Return possible entering variables for self.

OUTPUT:

  • a list of non-basic variables of self that can enter() on the next step of the (dual) simplex method

EXAMPLES:

sage: A = ([1, 1], [3, 1])
sage: b = (1000, 1500)
sage: c = (10, 5)
sage: P = InteractiveLPProblemStandardForm(A, b, c)
sage: D = P.initial_dictionary()
sage: D.possible_entering()
[x1, x2]
sage: D = P.revised_dictionary()
sage: D.possible_entering()
[x1, x2]
>>> from sage.all import *
>>> A = ([Integer(1), Integer(1)], [Integer(3), Integer(1)])
>>> b = (Integer(1000), Integer(1500))
>>> c = (Integer(10), Integer(5))
>>> P = InteractiveLPProblemStandardForm(A, b, c)
>>> D = P.initial_dictionary()
>>> D.possible_entering()
[x1, x2]
>>> D = P.revised_dictionary()
>>> D.possible_entering()
[x1, x2]
A = ([1, 1], [3, 1])
b = (1000, 1500)
c = (10, 5)
P = InteractiveLPProblemStandardForm(A, b, c)
D = P.initial_dictionary()
D.possible_entering()
D = P.revised_dictionary()
D.possible_entering()
possible_leaving()[source]

Return possible leaving variables for self.

OUTPUT:

  • a list of basic variables of self that can leave() on the next step of the (dual) simplex method

EXAMPLES:

sage: A = ([1, 1], [3, 1])
sage: b = (1000, 1500)
sage: c = (10, 5)
sage: P = InteractiveLPProblemStandardForm(A, b, c)
sage: D = P.initial_dictionary()
sage: D.enter(1)
sage: D.possible_leaving()
[x4]
sage: D = P.revised_dictionary()
sage: D.enter(1)
sage: D.possible_leaving()
[x4]
>>> from sage.all import *
>>> A = ([Integer(1), Integer(1)], [Integer(3), Integer(1)])
>>> b = (Integer(1000), Integer(1500))
>>> c = (Integer(10), Integer(5))
>>> P = InteractiveLPProblemStandardForm(A, b, c)
>>> D = P.initial_dictionary()
>>> D.enter(Integer(1))
>>> D.possible_leaving()
[x4]
>>> D = P.revised_dictionary()
>>> D.enter(Integer(1))
>>> D.possible_leaving()
[x4]
A = ([1, 1], [3, 1])
b = (1000, 1500)
c = (10, 5)
P = InteractiveLPProblemStandardForm(A, b, c)
D = P.initial_dictionary()
D.enter(1)
D.possible_leaving()
D = P.revised_dictionary()
D.enter(1)
D.possible_leaving()
possible_simplex_method_steps()[source]

Return possible simplex method steps for self.

OUTPUT:

  • A list of pairs (entering, leaving), where entering is a non-basic variable that may enter() and leaving is a list of basic variables that may leave() when entering enters. Note that leaving may be empty, indicating that the problem is unbounded.

EXAMPLES:

sage: A = ([1, 1], [3, 1])
sage: b = (1000, 1500)

____

Written exercise A >> According to the simplex method documentation, what does an empty leaving list in the output of possible_simplex_method_steps() indicate?
Written exercise B >> Continue the simplex method documentation from its last line.

Raw data >>
____

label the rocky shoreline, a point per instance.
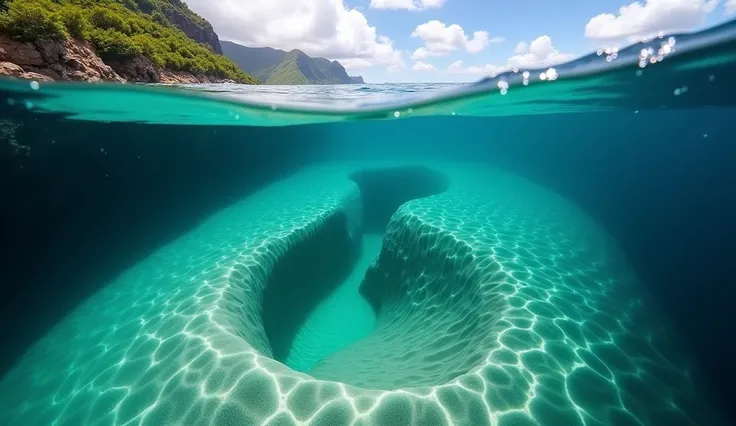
(76, 60)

____

Task result A >> It indicates that the problem is unbounded.

Task result B >>
sage: c = (10, 5)
sage: P = InteractiveLPProblemStandardForm(A, b, c)
sage: D = P.initial_dictionary()
sage: D.possible_simplex_method_steps()
[(x1, [x4]), (x2, [x3])]
sage: D = P.revised_dictionary()
sage: D.possible_simplex_method_steps()
[(x1, [x4]), (x2, [x3])]
>>> from sage.all import *
>>> A = ([Integer(1), Integer(1)], [Integer(3), Integer(1)])
>>> b = (Integer(1000), Integer(1500))
>>> c = (Integer(10), Integer(5))
>>> P = InteractiveLPProblemStandardForm(A, b, c)
>>> D = P.initial_dictionary()
>>> D.possible_simplex_method_steps()
[(x1, [x4]), (x2, [x3])]
>>> D = P.revised_dictionary()
>>> D.possible_simplex_method_steps()
[(x1, [x4]), (x2, [x3])]
A = ([1, 1], [3, 1])
b = (1000, 1500)
c = (10, 5)
P = InteractiveLPProblemStandardForm(A, b, c)
D = P.initial_dictionary()
D.possible_simplex_method_steps()
D = P.revised_dictionary()
D.possible_simplex_method_steps()
ratios()[source]

Return ratios used to determine the leaving variable based on entering.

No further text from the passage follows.